Optimal Binning for Categorical Variables using Dynamic Programming
optimal_binning_categorical_dp.Rd
Performs optimal binning for categorical variables using a dynamic programming approach with linear constraints. This algorithm finds the optimal grouping of categories that maximizes the Information Value (IV) while respecting constraints on the number of bins and monotonicity.
Usage
optimal_binning_categorical_dp(
target,
feature,
min_bins = 3L,
max_bins = 5L,
bin_cutoff = 0.05,
max_n_prebins = 20L,
convergence_threshold = 1e-06,
max_iterations = 1000L,
bin_separator = "%;%",
monotonic_trend = "auto"
)
Arguments
- target
An integer vector of binary target values (0 or 1).
- feature
A character vector of categorical feature values.
- min_bins
Minimum number of bins (default: 3).
- max_bins
Maximum number of bins (default: 5).
- bin_cutoff
Minimum proportion of total observations for a bin (default: 0.05).
- max_n_prebins
Maximum number of pre-bins before merging (default: 20).
- convergence_threshold
Convergence threshold for the dynamic programming algorithm (default: 0.0000001).
- max_iterations
Maximum number of iterations for the dynamic programming algorithm (default: 1000).
- bin_separator
Separator for concatenating category names in bins (default: "%;%).
- monotonic_trend
Force monotonic trend ('auto', 'ascending', 'descending', 'none'). Default: 'auto'.
Value
A data frame containing binning information with the following columns:
- id
Bin identifier (integer)
- bin
Bin name containing the concatenated categories
- woe
Weight of Evidence value for the bin
- iv
Information Value contribution of the bin
- count
Total number of observations in the bin
- count_pos
Number of positive events (target=1) in the bin
- count_neg
Number of negative events (target=0) in the bin
- event_rate
Rate of positive events in the bin (count_pos/count)
- total_iv
Total Information Value across all bins
- converged
Logical indicating whether the algorithm converged
- iterations
Number of iterations performed
- execution_time_ms
Execution time in milliseconds
Details
The algorithm uses dynamic programming to find the optimal binning solution that maximizes the total Information Value (IV) while respecting constraints. The process follows these steps:
Preprocess the data to count occurrences and merge rare categories
Sort categories based on their event rates (ratio of positive events to total events)

* Exercise tasks
1. From the optimal binning documentation, return the passage starting at "- bin_separator" and ending at "Bin identifier (integer)", word for word.
2. Answer these from the optimal binning documentation:
(a) What is the default value of max_n_prebins?
(b) What does the count_neg column report?
(c) What quantity does the algorithm seek to maximize?

* Given information
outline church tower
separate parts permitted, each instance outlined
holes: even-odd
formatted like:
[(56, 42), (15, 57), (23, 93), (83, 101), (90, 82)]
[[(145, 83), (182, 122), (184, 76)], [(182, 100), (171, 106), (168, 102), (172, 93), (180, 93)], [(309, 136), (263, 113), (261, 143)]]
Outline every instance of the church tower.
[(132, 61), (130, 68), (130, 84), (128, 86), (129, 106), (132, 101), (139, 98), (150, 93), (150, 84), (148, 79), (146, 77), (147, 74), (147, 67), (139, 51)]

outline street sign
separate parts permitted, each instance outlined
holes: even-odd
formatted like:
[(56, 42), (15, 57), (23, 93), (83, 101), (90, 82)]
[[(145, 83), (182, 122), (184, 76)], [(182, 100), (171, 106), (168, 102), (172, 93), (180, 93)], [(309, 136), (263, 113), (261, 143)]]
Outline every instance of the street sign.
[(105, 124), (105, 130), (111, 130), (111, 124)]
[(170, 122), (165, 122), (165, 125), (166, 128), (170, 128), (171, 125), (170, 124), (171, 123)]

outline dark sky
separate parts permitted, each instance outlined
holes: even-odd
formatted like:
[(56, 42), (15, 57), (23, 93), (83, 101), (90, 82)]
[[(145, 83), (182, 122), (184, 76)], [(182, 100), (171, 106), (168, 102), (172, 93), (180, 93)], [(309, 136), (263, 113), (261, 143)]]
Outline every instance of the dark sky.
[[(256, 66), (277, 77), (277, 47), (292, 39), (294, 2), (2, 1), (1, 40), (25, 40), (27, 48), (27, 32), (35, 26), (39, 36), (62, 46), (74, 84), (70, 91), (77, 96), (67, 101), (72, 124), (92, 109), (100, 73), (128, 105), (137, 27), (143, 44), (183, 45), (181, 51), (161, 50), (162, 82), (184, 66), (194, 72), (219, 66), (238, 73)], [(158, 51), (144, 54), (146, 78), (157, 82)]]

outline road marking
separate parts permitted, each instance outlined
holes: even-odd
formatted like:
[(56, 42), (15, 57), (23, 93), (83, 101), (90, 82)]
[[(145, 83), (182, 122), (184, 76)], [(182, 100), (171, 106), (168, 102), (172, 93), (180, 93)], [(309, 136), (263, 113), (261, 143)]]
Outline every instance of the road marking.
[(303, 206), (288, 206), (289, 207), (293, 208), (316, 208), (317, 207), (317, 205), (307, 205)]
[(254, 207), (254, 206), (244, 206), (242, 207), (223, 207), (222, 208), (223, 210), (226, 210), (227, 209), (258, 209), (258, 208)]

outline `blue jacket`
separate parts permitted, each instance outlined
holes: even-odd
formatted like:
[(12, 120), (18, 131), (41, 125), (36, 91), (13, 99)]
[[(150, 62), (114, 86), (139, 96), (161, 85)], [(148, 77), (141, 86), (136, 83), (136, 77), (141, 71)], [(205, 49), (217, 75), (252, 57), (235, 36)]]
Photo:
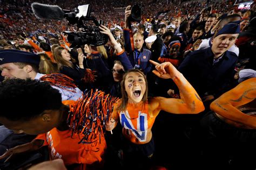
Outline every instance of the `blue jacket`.
[[(133, 68), (136, 68), (136, 65), (139, 65), (139, 68), (142, 70), (145, 75), (150, 72), (152, 69), (152, 65), (149, 62), (149, 60), (151, 58), (151, 52), (146, 48), (142, 48), (140, 52), (136, 49), (132, 51), (131, 40), (130, 39), (130, 31), (124, 30), (124, 37), (125, 41), (125, 49), (129, 54), (129, 59), (131, 65)], [(138, 58), (138, 60), (136, 58)]]
[(216, 98), (230, 89), (228, 83), (233, 79), (237, 55), (226, 51), (214, 65), (213, 56), (211, 47), (196, 51), (190, 53), (178, 68), (200, 97), (207, 92)]

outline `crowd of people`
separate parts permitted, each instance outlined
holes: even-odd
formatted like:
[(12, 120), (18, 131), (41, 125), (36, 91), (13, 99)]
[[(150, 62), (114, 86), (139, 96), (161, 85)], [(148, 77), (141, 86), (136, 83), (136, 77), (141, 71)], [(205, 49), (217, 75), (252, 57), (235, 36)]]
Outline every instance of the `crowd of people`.
[(38, 1), (104, 42), (33, 2), (0, 2), (1, 169), (255, 169), (255, 2)]

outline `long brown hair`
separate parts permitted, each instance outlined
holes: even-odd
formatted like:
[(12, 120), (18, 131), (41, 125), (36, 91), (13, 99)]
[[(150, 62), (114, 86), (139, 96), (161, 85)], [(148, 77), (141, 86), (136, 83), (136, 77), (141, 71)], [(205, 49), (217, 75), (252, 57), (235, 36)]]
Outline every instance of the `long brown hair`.
[(38, 55), (41, 59), (39, 64), (39, 72), (40, 73), (49, 74), (59, 73), (57, 64), (52, 62), (47, 54), (41, 53)]
[(145, 82), (146, 83), (146, 91), (145, 91), (143, 97), (142, 97), (142, 101), (143, 101), (143, 102), (145, 103), (147, 100), (147, 91), (149, 91), (149, 89), (147, 87), (147, 81), (146, 76), (145, 76), (143, 72), (137, 69), (130, 69), (124, 75), (124, 76), (123, 77), (123, 80), (121, 82), (122, 102), (121, 104), (117, 107), (117, 110), (119, 111), (125, 111), (125, 110), (126, 109), (127, 104), (128, 103), (128, 95), (127, 94), (126, 91), (125, 91), (125, 81), (128, 74), (132, 72), (139, 73), (141, 75), (142, 75), (142, 76), (144, 78)]
[(74, 68), (75, 66), (73, 63), (76, 62), (76, 60), (73, 59), (72, 56), (71, 57), (71, 62), (64, 60), (62, 55), (62, 52), (64, 49), (66, 49), (60, 46), (56, 47), (54, 49), (53, 53), (52, 54), (54, 59), (59, 66), (59, 68), (60, 68), (62, 66), (67, 66), (72, 68)]

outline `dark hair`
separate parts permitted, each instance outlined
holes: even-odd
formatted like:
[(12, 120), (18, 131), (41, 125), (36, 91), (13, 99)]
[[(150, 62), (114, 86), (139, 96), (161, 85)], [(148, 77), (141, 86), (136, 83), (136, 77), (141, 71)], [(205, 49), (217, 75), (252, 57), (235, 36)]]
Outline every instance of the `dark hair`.
[(158, 32), (158, 26), (157, 24), (153, 24), (150, 29), (153, 31), (154, 33), (157, 33)]
[(145, 30), (146, 30), (146, 27), (143, 24), (140, 24), (138, 26), (138, 29), (140, 29), (140, 30), (143, 30), (143, 31), (145, 31)]
[(56, 38), (51, 38), (49, 40), (49, 42), (52, 45), (58, 44), (59, 46), (60, 46), (60, 43), (59, 43), (59, 40)]
[(194, 30), (194, 31), (195, 30), (197, 30), (198, 31), (202, 31), (203, 32), (204, 32), (204, 31), (205, 30), (205, 28), (204, 27), (203, 25), (201, 25), (197, 26), (197, 27)]
[(171, 31), (167, 31), (162, 36), (162, 38), (165, 39), (167, 36), (173, 37), (173, 33)]
[(26, 49), (29, 49), (30, 52), (32, 52), (31, 46), (29, 44), (22, 44), (19, 45), (18, 48), (25, 48)]
[(161, 24), (160, 26), (160, 29), (165, 29), (166, 27), (166, 25), (165, 25), (165, 24)]
[(28, 121), (45, 110), (57, 110), (62, 105), (57, 89), (48, 82), (30, 79), (10, 79), (2, 82), (0, 102), (0, 117), (11, 121)]
[(44, 51), (51, 51), (51, 46), (50, 46), (50, 45), (46, 42), (42, 41), (39, 42), (39, 46)]
[(188, 26), (188, 22), (187, 21), (183, 22), (179, 26), (179, 32), (183, 33)]
[(237, 19), (241, 19), (241, 16), (239, 15), (238, 14), (237, 14), (237, 13), (232, 14), (221, 19), (220, 22), (219, 24), (223, 24), (223, 22), (229, 23), (231, 21), (233, 21), (233, 20), (235, 19), (236, 18)]
[(217, 18), (217, 16), (214, 13), (211, 13), (209, 15), (209, 18)]
[(121, 81), (121, 93), (122, 93), (122, 102), (121, 104), (118, 107), (117, 110), (119, 111), (125, 111), (127, 107), (127, 104), (128, 104), (128, 95), (127, 94), (127, 92), (125, 90), (125, 79), (126, 78), (127, 75), (128, 74), (131, 72), (137, 72), (140, 73), (142, 75), (143, 77), (144, 77), (145, 82), (146, 83), (146, 91), (145, 91), (144, 95), (142, 98), (142, 101), (143, 101), (144, 103), (147, 100), (147, 91), (149, 91), (148, 86), (147, 86), (147, 81), (146, 76), (145, 76), (143, 72), (138, 70), (137, 69), (131, 69), (129, 70), (123, 76), (123, 80)]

* Results of the tasks
1.
- bin_separator
Separator for concatenating category names in bins (default: "%;%).
- monotonic_trend
Force monotonic trend ('auto', 'ascending', 'descending', 'none'). Default: 'auto'.
Value
A data frame containing binning information with the following columns:
- id
Bin identifier (integer)

2.
(a) 20
(b) The number of negative events (target=0) in the bin
(c) The total Information Value (IV)